(Text shown begins)

More FLAIR to Fluid Mechanics via the Monash Research Cloud

Advanced research in engineering can often benefit from extra compute capacity. This is where a research-oriented computational cloud like R@CMon is very handy. We report on the use of cloud resources to augment the resources available for running large-scale fluid mechanics studies.

FLAIR (Fluids Laboratory for Aeronautical and Industrial Research), from the Department of Mechanical and Aerospace Engineering, Faculty of Engineering, has been conducting experimental and computational fluid mechanics research for over twenty years, focusing on fundamental fluid flow problems that impact the automotive, aeronautical, industrial and biomedical fields.

A key research focus in recent years has been understanding the wake dynamics of particles near walls. Particle-particle and wall-particle interactions were investigated using an in-house spectral-element numerical solver. Understanding these interactions is key in many engineering industries. When applied to biological engineering, blood cells / leukocytes are numerically modelled as canonical bluff bodies (i.e., as cylinders and spheres) and numerical computations are carried out. These simulations are not only useful in understanding biological cell transport but have wider applications in mineral processing, chemical engineering and applications in ball sports. Due to the computational and data-intensive nature of this research, it has always been a challenge to get access to sufficient computing resources for its needs.

In particular, their project aims to understand the wake dynamics on multiple particles in various scenarios such as rolling, collisions and vortex-induced vibrations; and the resultant mixing which occurs as a result of these interactions, etc. The group’s two- and three-dimensional fluid flow solver also incorporates two-way body dynamics to model these effects. As the studies involve multiple parameters such as Reynolds number, body rotation, height of the body above the wall, etc, the total parameter space is extensive, requiring significant computational resources. While the two-dimensional simulations are carried out on single processors, their three-dimensional counterparts require parallel processing, making NeCTAR nodes an ideal platform to run these computations. Some of the visualisations from the group’s three-dimensional simulations are shown in Figures 1 and 2 below.

Since 2008, the FLAIR team has been making good use of the Monash Campus Cluster (MCC), a high-performance/high-throughput heterogeneous system with over two thousand CPU cores. However, MCC is heavily utilised by researchers from across the university and FLAIR users often found themselves waiting long periods before they could run their fluid flow simulations. It became clear that FLAIR researchers needed additional computational resources.

(Text shown ends)
(Entries supplied begins)

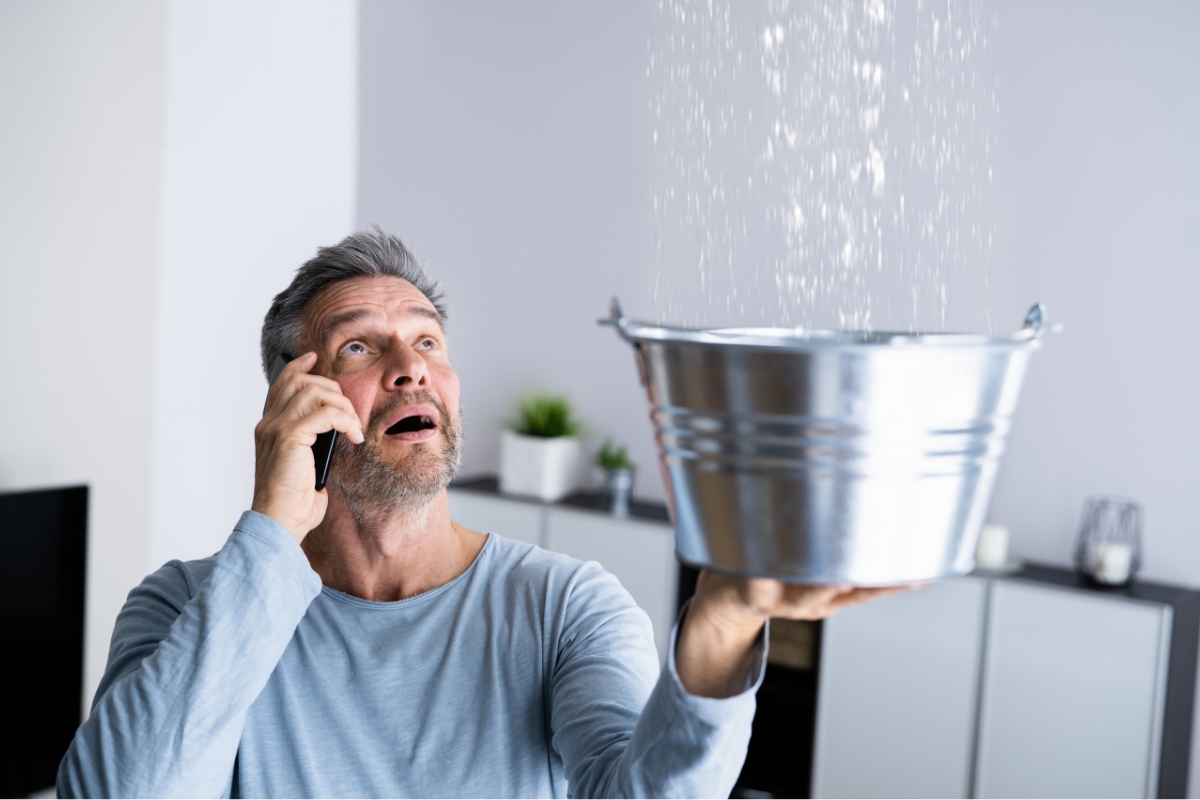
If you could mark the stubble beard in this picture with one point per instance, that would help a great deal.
(375, 488)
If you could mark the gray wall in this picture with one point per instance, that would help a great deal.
(82, 91)
(510, 146)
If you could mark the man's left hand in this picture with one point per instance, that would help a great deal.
(715, 647)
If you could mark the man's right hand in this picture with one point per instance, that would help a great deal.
(299, 407)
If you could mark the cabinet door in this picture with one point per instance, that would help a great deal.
(1073, 693)
(640, 554)
(489, 513)
(897, 695)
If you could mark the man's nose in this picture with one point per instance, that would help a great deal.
(406, 368)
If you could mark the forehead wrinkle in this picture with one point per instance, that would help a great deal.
(331, 323)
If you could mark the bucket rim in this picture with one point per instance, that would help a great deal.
(821, 338)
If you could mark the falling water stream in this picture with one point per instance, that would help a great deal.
(823, 163)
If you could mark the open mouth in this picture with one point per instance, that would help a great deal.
(411, 423)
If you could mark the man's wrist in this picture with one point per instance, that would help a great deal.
(713, 656)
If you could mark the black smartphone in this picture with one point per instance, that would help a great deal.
(322, 449)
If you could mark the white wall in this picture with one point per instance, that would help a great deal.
(510, 148)
(82, 91)
(166, 167)
(514, 155)
(508, 144)
(258, 170)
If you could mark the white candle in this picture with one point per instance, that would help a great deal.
(991, 553)
(1111, 563)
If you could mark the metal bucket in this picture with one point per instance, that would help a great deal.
(820, 456)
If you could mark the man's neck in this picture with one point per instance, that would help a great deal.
(394, 557)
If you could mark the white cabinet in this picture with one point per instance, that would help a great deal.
(1003, 687)
(1072, 696)
(898, 695)
(640, 553)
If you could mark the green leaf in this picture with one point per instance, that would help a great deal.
(543, 414)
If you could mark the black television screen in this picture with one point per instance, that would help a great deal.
(43, 541)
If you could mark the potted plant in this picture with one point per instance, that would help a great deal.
(615, 477)
(540, 447)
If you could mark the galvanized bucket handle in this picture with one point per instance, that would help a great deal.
(1033, 328)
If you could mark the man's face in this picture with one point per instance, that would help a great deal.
(382, 341)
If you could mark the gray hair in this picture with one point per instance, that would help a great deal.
(366, 253)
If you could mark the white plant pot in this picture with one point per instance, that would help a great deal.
(537, 467)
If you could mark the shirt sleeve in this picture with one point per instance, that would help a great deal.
(184, 667)
(621, 732)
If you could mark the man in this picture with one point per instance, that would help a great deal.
(357, 641)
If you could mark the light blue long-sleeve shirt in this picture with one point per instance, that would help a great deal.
(529, 674)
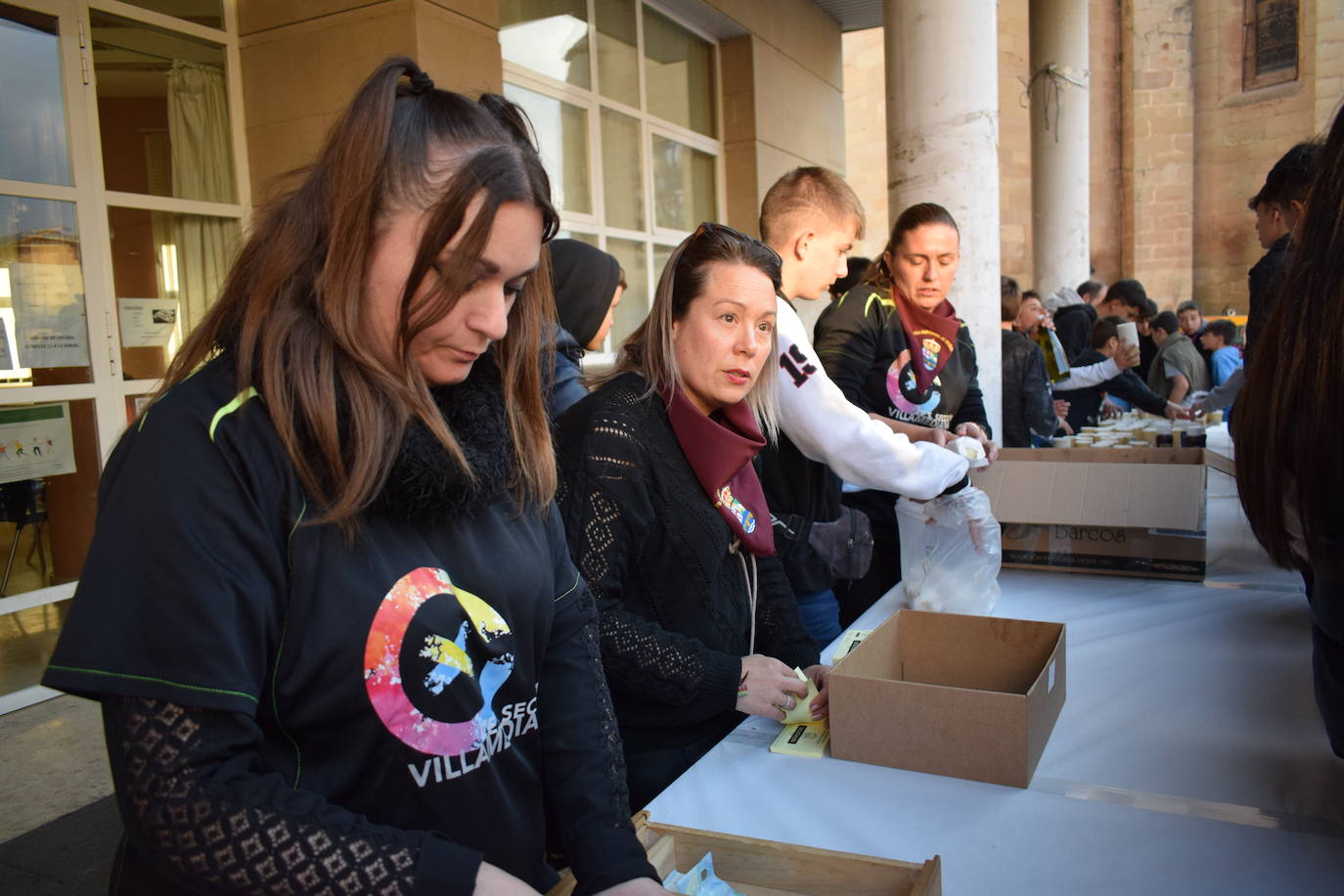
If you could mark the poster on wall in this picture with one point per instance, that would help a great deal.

(Entries supplied ends)

The task: Translate into Spanish the following sentence from the fluid mechanics article: "It became clear that FLAIR researchers needed additional computational resources."

Problem solution: Quedó claro que los investigadores de FLAIR necesitaban recursos computacionales adicionales.